▶ _Written problem_: Write out the lines from the line with "Get the bounding box for drone body." to the line with "[170, 601, 195, 747]" again, replacing "bollard light" with "street lamp" and keeping everything else unchanged.

Records of labeled boxes
= = = =
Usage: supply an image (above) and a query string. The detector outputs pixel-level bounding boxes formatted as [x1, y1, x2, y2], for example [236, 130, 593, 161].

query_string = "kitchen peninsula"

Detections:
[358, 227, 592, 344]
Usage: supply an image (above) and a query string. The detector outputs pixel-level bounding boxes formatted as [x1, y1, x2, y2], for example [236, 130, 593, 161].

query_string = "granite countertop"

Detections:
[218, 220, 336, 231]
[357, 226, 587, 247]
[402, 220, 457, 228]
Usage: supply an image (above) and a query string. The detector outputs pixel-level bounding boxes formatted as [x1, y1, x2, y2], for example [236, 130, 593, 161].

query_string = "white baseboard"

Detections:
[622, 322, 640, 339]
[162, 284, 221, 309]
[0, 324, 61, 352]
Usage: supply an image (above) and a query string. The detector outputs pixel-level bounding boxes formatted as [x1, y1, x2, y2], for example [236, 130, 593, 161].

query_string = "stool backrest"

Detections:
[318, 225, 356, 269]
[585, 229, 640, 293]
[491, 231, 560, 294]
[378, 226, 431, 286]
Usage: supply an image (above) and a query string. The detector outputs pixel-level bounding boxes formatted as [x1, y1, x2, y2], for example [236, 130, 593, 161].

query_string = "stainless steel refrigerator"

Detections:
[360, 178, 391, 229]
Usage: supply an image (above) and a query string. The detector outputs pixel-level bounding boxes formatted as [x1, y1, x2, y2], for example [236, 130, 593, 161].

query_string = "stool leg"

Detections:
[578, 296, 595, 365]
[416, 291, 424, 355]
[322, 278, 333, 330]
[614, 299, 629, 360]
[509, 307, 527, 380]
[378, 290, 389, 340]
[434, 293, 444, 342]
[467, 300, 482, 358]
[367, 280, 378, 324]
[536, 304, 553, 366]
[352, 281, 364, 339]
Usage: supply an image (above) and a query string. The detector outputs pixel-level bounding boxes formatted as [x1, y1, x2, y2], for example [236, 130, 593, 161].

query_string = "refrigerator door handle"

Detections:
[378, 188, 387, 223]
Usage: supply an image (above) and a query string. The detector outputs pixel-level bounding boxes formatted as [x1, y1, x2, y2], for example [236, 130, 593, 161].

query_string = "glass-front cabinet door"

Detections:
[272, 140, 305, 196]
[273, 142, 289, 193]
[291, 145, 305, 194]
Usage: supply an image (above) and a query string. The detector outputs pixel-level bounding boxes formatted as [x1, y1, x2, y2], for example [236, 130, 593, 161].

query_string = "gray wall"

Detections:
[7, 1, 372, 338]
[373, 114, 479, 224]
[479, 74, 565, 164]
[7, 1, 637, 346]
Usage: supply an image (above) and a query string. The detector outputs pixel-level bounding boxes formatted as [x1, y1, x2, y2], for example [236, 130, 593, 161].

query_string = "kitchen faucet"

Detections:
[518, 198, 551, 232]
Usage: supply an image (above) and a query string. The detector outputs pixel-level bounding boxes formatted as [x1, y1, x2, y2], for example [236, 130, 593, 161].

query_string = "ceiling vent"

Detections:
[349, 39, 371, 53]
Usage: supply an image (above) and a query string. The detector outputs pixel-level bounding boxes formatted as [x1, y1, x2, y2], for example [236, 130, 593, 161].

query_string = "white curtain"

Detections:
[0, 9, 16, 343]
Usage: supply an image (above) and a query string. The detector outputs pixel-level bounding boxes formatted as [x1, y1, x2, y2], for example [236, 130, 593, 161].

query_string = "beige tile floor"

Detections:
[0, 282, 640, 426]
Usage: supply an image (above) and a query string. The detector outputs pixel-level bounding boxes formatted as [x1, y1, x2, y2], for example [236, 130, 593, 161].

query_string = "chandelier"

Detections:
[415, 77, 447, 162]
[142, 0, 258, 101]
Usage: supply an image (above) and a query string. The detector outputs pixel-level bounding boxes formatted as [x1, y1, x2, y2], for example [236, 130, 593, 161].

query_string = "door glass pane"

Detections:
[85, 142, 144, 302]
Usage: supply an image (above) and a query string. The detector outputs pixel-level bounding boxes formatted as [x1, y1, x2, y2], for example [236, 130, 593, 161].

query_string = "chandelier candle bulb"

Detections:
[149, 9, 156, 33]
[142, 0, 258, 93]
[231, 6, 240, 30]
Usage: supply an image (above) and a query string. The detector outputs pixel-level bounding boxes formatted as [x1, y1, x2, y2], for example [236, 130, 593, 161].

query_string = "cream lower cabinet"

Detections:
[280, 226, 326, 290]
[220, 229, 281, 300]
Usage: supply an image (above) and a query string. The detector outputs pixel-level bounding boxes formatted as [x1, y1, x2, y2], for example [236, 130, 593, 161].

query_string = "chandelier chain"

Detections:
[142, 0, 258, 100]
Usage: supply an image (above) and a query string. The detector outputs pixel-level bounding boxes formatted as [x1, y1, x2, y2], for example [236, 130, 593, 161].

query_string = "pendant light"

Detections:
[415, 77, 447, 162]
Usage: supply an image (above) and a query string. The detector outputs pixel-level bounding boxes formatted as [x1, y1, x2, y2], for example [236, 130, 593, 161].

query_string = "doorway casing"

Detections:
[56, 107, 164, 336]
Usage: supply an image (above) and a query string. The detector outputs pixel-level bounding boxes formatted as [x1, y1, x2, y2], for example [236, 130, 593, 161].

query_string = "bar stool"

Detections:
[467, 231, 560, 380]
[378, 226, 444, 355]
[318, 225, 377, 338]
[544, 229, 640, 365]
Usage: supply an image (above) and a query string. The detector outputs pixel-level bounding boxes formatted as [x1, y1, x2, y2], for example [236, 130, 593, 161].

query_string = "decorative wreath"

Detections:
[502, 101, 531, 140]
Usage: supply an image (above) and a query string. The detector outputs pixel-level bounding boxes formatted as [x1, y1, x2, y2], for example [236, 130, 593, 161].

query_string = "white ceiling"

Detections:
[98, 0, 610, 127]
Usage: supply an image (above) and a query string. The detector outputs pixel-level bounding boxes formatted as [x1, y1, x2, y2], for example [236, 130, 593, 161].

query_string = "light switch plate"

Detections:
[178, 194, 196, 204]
= = = =
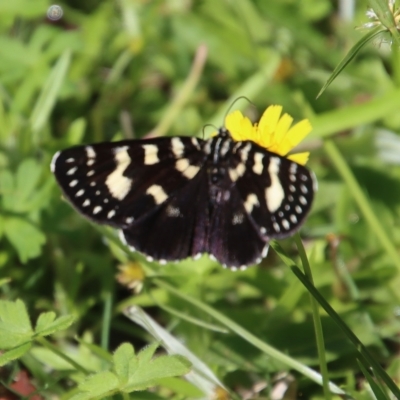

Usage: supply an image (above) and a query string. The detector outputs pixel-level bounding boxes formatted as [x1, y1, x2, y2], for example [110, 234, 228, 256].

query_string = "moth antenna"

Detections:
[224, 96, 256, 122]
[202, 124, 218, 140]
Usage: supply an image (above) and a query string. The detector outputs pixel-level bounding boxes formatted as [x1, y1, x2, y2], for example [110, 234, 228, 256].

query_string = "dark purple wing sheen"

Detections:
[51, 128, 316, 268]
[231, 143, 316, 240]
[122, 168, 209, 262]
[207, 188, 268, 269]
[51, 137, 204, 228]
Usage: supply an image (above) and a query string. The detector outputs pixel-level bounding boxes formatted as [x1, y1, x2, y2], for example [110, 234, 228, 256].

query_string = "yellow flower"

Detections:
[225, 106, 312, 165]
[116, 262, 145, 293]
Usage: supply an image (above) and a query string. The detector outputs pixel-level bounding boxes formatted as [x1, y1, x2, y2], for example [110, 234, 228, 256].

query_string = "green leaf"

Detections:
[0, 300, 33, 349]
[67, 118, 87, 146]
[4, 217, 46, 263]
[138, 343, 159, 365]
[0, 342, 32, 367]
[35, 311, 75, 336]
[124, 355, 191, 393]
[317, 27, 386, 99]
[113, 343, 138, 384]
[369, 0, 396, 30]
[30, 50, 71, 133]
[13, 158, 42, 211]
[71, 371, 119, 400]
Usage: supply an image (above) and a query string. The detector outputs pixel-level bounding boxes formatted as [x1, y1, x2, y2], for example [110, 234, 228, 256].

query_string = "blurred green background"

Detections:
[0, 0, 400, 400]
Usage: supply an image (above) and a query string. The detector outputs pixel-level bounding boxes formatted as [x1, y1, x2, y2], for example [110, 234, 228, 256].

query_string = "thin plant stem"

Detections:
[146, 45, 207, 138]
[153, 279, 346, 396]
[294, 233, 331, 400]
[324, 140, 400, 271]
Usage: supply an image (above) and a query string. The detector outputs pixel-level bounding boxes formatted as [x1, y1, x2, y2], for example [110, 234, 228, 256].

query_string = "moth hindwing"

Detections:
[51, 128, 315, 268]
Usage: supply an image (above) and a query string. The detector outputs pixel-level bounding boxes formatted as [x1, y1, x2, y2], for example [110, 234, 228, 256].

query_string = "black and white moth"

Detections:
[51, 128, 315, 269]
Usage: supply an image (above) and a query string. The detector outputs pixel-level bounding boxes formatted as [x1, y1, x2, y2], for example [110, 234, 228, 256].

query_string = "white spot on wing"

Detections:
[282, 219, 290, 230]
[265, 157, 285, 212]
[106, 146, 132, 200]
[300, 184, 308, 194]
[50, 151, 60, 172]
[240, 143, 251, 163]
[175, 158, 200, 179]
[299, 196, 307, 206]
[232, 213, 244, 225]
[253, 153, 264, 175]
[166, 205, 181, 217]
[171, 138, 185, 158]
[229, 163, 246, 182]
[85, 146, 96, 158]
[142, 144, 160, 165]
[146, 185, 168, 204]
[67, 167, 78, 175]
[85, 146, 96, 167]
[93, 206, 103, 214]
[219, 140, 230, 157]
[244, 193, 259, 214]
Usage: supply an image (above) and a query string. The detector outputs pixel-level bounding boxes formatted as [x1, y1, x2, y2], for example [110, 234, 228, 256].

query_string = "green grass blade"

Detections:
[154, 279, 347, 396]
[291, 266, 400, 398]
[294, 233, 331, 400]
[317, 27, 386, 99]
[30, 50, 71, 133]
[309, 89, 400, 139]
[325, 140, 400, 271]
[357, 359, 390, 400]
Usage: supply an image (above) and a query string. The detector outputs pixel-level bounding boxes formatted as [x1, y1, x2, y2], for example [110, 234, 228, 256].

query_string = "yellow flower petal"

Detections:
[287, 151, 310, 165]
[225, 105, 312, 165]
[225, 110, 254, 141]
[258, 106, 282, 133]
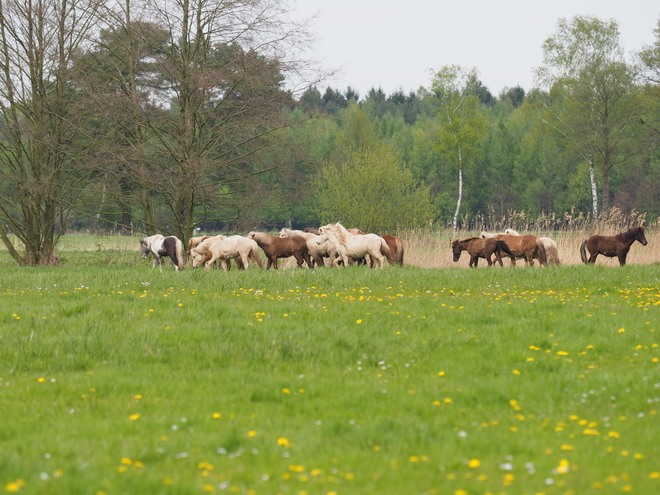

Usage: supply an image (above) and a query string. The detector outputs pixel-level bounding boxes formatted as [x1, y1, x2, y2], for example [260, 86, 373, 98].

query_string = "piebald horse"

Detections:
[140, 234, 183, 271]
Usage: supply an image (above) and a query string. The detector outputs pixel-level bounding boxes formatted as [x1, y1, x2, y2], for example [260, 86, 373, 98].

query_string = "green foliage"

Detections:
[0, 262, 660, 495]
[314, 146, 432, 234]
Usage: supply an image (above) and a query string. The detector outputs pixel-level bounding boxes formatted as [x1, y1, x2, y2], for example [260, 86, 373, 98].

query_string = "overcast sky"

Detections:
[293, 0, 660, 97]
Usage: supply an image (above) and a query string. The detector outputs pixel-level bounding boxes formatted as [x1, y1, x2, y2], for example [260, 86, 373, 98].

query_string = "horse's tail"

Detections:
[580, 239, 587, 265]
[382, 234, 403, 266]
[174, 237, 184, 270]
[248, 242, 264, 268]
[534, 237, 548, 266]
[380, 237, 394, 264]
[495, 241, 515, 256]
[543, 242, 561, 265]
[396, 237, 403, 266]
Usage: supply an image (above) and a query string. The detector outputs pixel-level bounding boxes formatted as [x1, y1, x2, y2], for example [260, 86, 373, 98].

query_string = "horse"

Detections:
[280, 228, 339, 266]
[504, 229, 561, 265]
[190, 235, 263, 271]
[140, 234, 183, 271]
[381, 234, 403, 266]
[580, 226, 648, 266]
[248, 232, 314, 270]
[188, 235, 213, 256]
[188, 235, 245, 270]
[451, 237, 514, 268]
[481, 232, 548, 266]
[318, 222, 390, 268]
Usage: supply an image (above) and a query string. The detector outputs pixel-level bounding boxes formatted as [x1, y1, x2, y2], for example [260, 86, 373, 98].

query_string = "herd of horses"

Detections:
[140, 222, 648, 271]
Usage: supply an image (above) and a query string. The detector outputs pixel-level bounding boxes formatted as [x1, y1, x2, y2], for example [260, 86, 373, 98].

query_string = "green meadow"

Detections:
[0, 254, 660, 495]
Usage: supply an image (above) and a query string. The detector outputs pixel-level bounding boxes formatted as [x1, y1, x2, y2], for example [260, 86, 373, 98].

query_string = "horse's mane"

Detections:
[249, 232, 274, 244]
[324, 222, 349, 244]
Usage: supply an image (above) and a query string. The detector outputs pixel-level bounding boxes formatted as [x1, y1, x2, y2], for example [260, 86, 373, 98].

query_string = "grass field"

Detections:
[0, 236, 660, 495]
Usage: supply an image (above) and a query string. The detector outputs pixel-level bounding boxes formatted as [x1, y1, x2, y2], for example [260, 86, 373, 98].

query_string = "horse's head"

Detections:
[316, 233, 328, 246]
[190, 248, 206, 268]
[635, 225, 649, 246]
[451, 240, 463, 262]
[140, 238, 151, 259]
= = = =
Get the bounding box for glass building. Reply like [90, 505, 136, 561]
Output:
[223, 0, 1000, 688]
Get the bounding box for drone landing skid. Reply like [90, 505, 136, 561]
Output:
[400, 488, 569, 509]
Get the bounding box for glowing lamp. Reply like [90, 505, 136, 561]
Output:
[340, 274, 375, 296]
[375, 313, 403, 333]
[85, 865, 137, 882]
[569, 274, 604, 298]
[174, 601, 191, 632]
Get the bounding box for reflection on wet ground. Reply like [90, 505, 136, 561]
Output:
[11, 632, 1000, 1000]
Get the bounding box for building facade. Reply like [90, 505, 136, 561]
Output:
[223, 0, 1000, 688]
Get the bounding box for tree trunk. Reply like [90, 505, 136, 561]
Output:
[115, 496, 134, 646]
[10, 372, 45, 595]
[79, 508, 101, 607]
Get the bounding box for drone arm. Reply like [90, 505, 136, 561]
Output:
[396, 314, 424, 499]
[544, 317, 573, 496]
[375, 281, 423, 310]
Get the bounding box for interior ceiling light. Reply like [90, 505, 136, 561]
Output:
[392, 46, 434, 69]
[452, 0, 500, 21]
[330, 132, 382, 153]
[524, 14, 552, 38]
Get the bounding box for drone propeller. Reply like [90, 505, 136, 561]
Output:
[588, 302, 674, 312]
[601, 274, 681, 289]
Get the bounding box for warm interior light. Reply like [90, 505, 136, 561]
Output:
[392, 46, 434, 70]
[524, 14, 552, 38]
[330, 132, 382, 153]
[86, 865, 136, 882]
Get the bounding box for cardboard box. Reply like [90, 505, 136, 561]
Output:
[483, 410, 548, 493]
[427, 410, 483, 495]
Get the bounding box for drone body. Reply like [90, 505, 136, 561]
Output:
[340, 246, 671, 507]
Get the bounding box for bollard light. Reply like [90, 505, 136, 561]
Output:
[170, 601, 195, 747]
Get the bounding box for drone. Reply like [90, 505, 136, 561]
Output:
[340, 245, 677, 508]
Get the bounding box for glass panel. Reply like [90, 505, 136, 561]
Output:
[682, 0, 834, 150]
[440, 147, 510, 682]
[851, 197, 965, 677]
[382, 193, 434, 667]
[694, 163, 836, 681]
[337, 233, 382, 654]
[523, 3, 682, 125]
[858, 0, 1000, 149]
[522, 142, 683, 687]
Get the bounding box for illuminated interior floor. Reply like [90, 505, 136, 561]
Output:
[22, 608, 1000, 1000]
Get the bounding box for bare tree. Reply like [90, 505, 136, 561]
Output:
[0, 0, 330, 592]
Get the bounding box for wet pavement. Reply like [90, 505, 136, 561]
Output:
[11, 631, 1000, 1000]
= = = =
▶ _Finished task_:
Get the bounding box for drone body. Reply like [90, 505, 136, 561]
Output:
[340, 246, 671, 507]
Get the bounding box for street lamp. Reply like [90, 505, 136, 561]
Output:
[170, 601, 195, 747]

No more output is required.